What to produce:
Copy out the records below, changing every "pointer" to "labeler" and keeping all other text the same.

Object position labeling entries:
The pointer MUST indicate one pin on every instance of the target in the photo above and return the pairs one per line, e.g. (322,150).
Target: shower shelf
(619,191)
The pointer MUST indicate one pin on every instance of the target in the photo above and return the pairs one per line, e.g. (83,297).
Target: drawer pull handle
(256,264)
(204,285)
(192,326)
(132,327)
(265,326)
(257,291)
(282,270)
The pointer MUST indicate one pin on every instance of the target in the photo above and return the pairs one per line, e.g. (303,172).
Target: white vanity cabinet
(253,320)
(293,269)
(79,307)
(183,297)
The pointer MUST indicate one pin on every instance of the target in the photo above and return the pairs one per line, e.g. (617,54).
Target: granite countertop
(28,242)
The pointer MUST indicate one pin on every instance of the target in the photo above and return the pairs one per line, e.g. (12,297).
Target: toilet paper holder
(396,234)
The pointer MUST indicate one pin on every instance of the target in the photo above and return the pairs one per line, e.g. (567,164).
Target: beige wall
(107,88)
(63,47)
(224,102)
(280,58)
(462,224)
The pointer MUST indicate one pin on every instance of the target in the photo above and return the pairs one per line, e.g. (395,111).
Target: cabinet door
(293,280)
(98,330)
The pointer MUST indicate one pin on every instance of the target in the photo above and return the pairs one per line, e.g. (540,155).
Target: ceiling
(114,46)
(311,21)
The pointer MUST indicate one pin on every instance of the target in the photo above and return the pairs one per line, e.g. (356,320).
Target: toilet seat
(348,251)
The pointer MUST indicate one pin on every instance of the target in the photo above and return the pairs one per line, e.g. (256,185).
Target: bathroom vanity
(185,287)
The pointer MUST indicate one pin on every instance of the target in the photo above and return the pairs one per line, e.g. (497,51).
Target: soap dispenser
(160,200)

Response for this exercise:
The labeler MUST indicate one pin on every instance of the target in the photo above and return the pairs one per line, e.g. (322,150).
Target: shower shelf
(619,191)
The labeler MUST indicate one pin on every instance of the target in the photo above and return the pairs one per line, e.g. (83,297).
Target: drawer pull handle
(256,264)
(204,285)
(192,326)
(132,327)
(265,326)
(257,291)
(282,270)
The labeler MUST indicate one pin on every instance of the target in the photo above and return the pairs one per line, e.g. (303,172).
Target: white vanity cabinet
(253,320)
(293,269)
(79,307)
(183,297)
The labeler MUST indicate one pin on every instance of the target in the photo above and return the pairs one per line, e.g. (617,54).
Target: granite countertop
(28,242)
The labeler MUST indicate one pin on every instance of the target in the photo above and return the pairs one per line, e.g. (12,297).
Target: toilet paper holder
(396,234)
The labeler MUST indicate one pin on every instance of the target in the photo above and return the pairs one per line, e.g. (567,164).
Target: beige wall
(107,88)
(63,47)
(224,102)
(280,58)
(462,224)
The labeler MUST indicate one pin on every instance of the target in the photo above and return the pairs one per line, e.g. (395,111).
Target: cabinet door
(293,280)
(98,330)
The labeler MUST indicate one pin on every instance of the target in the photo above and return the pairs one per line, e.g. (540,155).
Target: ceiling
(114,46)
(311,21)
The labeler MUST indicate one pin on every instance of the target in the photo above and return the pairs one per line, e.g. (356,320).
Target: toilet seat
(348,251)
The labeler MUST indicate one pin on every instance of the target in the photo above and return the pairs one per line, e.g. (256,185).
Target: bathroom vanity
(185,287)
The labeler MUST indicate one pin on every instance of the target in the photo above and return the pairs one per line, e.g. (497,51).
Target: soap dispenser
(160,200)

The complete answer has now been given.